> DEINE AUFGABE:
Gib aus dem Text über Flüchtlingsunterkünfte im Winter den Abschnitt wortgetreu wieder, der bei „Die meisten Zelte“ beginnt und bei „Nahrung und Kleidung.“ endet.

> AUSGEWÄHLTER TEXT:
......

Flüchtlinge: Wo werden sie im Winter wohnen?

Die meisten Zelte für Flüchtlinge kann man nicht heizen, Container sind auf Monate nicht lieferbar.

Es braucht den Willen, gemeinsam neue Wege zu gehen. So beschrieb Merkel ihren Lösungsansatz in der Flüchtlingsthematik nach ihrem Besuch in Heidenau. Dass diese neuen Wege nötig sind, zeigten die letzten Monate: Die hohe Zahl an Flüchtlingen überstieg vielerorts die Kapazitäten der Erstaufnahmezentren, Städte wie München oder Dresden haben mit behelfsmäßigen Zeltstädten nachgeholfen. Innenminister Thomas de Maizière sprach von 800.000 Flüchtlingen in diesem Jahr – sie alle benötigen einen Platz zum Schlafen, Nahrung und Kleidung.

Die Zelte sind nicht winterfest

Dabei stoßen die zuständigen Behörden bei den Unterkünften an ihre Grenzen. Berlin zum Beispiel hat zuletzt ein Zeltdorf für 710 Personen auf dem Gelände der Schmidt-Knobelsdorf-Kaserne in Spandau errichtet – doch winterfest sind die Zelte nicht. Vor demselben Problem steht auch die Landesdirektion Sachsen: Die zum Teil als Erstaufnahmeunterbringungen verwendeten Zelte seien auch dort nicht für den Winter geeignet, heißt es auf Anfrage. Die Zelte seien nur bis zu einer Temperatur von null Grad Celsius verwendbar. Dennoch schließt der Sprecher des Brandenburgischen Innenministeriums, Ingo Decker, nicht aus, dass Flüchtlinge auch im Winter in Zelten untergebracht werden könnten. „Angesichts der Zahlen bleibt kaum eine andere Möglichkeit“, sagte er dem RBB. Das sei aber immerhin besser, als die Flüchtlinge sich selbst zu überlassen.

......

> DIE DATEN:

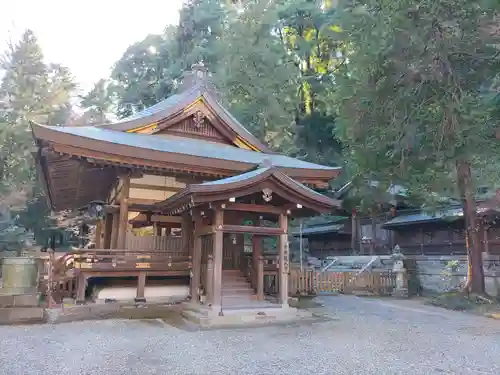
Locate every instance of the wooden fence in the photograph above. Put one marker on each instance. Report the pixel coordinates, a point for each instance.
(313, 282)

......

> DEINE LÖSUNG:
Die meisten Zelte für Flüchtlinge kann man nicht heizen, Container sind auf Monate nicht lieferbar.

Es braucht den Willen, gemeinsam neue Wege zu gehen. So beschrieb Merkel ihren Lösungsansatz in der Flüchtlingsthematik nach ihrem Besuch in Heidenau. Dass diese neuen Wege nötig sind, zeigten die letzten Monate: Die hohe Zahl an Flüchtlingen überstieg vielerorts die Kapazitäten der Erstaufnahmezentren, Städte wie München oder Dresden haben mit behelfsmäßigen Zeltstädten nachgeholfen. Innenminister Thomas de Maizière sprach von 800.000 Flüchtlingen in diesem Jahr – sie alle benötigen einen Platz zum Schlafen, Nahrung und Kleidung.